**PROBLEM STATEMENT**
Copy the entries below word for word, from their start through the line containing "POLYGON ((466 12, 438", and leave the pictures out.

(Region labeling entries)
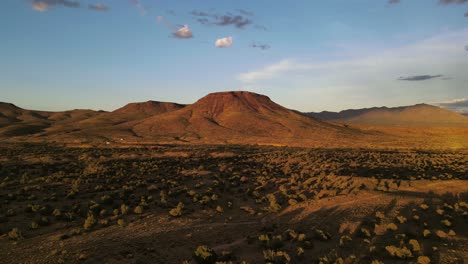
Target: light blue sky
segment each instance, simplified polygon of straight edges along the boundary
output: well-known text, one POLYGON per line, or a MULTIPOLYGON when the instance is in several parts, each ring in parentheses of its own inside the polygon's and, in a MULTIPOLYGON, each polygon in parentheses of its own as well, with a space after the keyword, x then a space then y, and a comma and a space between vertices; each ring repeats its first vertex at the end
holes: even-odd
POLYGON ((466 12, 438 0, 3 0, 0 101, 113 110, 250 90, 321 111, 463 99, 466 12), (217 25, 226 14, 251 23, 217 25), (173 37, 182 25, 192 38, 173 37), (230 36, 231 47, 215 46, 230 36))

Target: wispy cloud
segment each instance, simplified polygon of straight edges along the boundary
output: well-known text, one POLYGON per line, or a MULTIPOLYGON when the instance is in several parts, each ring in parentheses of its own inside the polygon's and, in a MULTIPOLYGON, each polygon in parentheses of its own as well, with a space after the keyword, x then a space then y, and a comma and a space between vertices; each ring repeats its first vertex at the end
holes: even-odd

**EXERCISE RESULT**
Target: light blue sky
segment each instance, simplified polygon of straight edges along the boundary
output: well-known text, one POLYGON per line, or a MULTIPOLYGON when the instance is in several parts, each ring in parentheses of its own inside the polygon's and, in a MULTIPOLYGON, each polygon in parentheses of its own as well, with a space after the keyword, x then a space then y, and a comma and a space between vertices; each ring repeats its first vertex at the end
holes: even-odd
POLYGON ((466 12, 438 0, 3 0, 0 101, 113 110, 250 90, 321 111, 463 99, 466 12), (217 25, 226 14, 251 23, 217 25), (173 37, 182 25, 192 38, 173 37), (230 36, 231 47, 215 46, 230 36))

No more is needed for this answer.